> Just yesterday I read Luis' article on engineyard:
> , and would love to help out. I noticed the discussion he linked to
> was about a month old, and mainly involved just getting Ruby built, so
> I'm starting this thread as a new direct offshoot from the article.
I think that's a great idea!
> In the article tenderlove mentions trying strace side by side with
> Linux, and the best system call viewer I could find (that actually
> even worked) was API Monitor v2. I have not built Ruby with any debug
> info, nor have I tried any side by side strace run with Linux, but I
> figured I'd give you guys my first pass anyway. This may or may not
> be a red herring :)
Interesting stuff that you found. However, I do recommend that you repost that data as a pastie or gist so that it is more readable. You may have noticed that it was line-wrapped at around 78 characters, so it's really hard to decipher. Putting it into a pastie will preserve the line length and make it easier to read.
Also, please post a link to that API monitor that you found.

========================================

* DO THIS *
Reproduce word for word the passage of the forum reply about tracing Ruby's system calls, from "I think that's" up to and including "monitor that you found.".

========================================

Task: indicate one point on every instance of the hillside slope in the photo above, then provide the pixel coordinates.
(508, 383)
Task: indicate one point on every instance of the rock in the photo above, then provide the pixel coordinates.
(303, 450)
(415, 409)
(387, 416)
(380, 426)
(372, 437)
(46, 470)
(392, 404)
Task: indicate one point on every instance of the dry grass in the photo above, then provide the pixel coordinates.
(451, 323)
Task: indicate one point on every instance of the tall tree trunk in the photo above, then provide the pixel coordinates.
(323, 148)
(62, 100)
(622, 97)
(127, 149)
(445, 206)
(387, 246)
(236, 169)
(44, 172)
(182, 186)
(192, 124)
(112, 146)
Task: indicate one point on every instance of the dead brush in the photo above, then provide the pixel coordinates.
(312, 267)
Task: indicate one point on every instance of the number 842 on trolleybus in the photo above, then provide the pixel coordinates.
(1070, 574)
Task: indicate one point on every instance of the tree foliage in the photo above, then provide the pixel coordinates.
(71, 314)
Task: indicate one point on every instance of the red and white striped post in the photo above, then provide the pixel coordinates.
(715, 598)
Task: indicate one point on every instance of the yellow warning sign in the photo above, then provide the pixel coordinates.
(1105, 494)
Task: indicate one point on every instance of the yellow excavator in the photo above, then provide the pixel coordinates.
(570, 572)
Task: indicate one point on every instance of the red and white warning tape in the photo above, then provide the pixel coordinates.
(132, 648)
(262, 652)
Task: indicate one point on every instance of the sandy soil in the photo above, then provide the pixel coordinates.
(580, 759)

========================================

* CORRECT RESPONSE *
I think that's a great idea!
> In the article tenderlove mentions trying strace side by side with
> Linux, and the best system call viewer I could find (that actually
> even worked) was API Monitor v2. I have not built Ruby with any debug
> info, nor have I tried any side by side strace run with Linux, but I
> figured I'd give you guys my first pass anyway. This may or may not
> be a red herring :)
Interesting stuff that you found. However, I do recommend that you repost that data as a pastie or gist so that it is more readable. You may have noticed that it was line-wrapped at around 78 characters, so it's really hard to decipher. Putting it into a pastie will preserve the line length and make it easier to read.
Also, please post a link to that API monitor that you found.